◆ Document excerpt:
--- Start ---

Saturday, January 25, 2020

Measuring emotional and personal intelligence. - PsycNET


Caruso, D. R., Mayer, J. D., Bryan, V., Phillips, K. G., & Salovey, P. (2019). Measuring emotional and personal intelligence. In M. W. Gallagher & S. J. Lopez (Eds.), Positive psychological assessment: A handbook of models and measures (p. 233–245). American Psychological Association.


In this chapter, we describe two types of intelligence centered on reasoning about people that we regard as important elements of individuals' positive psychology. Emotional intelligence and personal intelligence are mental abilities related to but partially distinct from general mental ability (i.e., IQ). People use their emotional intelligence (EI) to understand people's emotions and the emotional information around them and their personal intelligence (PI) to understand personality-related information. We begin by placing EI and PI within the pantheon of other forms of intelligence and at the same time distinguish them from other forms of intelligence, such as spatial or quantitative. We classify EI and PI as "people-centered" intelligences versus more traditional "thing-oriented" intelligences (Mayer, 2018; Mayer & Skimmyhorn, 2017). We also explore how EI and PI are measured and provide examples of how they can be applied in our lives. EI and PI—defined and measured as an ability—may be considered to be broad intelligences along with other intelligences such as verbal or spatial. These new intelligences can assist us in identifying abilities that are related to "people" outcomes such as relationship quality and well-being. The future of people-centered intelligence holds a great deal of promise as the concept is developed further and advances in measurement are achieved. (PsycINFO Database Record (c) 2019 APA, all rights reserved)

--- End ---

Rewrite everything in the PsycNET entry from "Measuring emotional and personal intelligence. - PsycNET" down to "American Psychological Association.", putting "guide" wherever "handbook" appears. The lines after this point come from a different source than the PsycNET entry.

◆ Dataset extract:
--- Start ---

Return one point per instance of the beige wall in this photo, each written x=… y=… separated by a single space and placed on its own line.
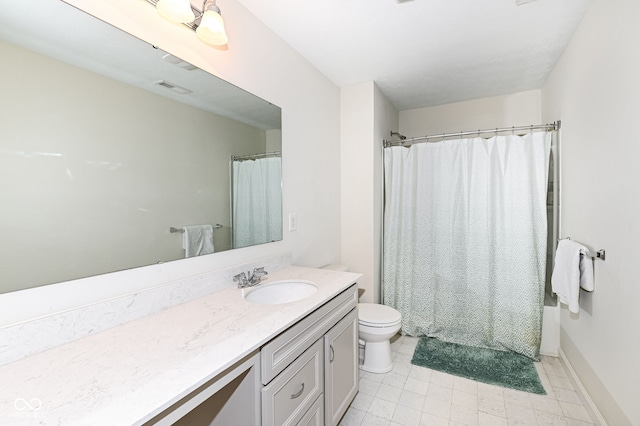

--- End ---

◆ Reply:
Measuring emotional and personal intelligence. - PsycNET


Caruso, D. R., Mayer, J. D., Bryan, V., Phillips, K. G., & Salovey, P. (2019). Measuring emotional and personal intelligence. In M. W. Gallagher & S. J. Lopez (Eds.), Positive psychological assessment: A guide of models and measures (p. 233–245). American Psychological Association.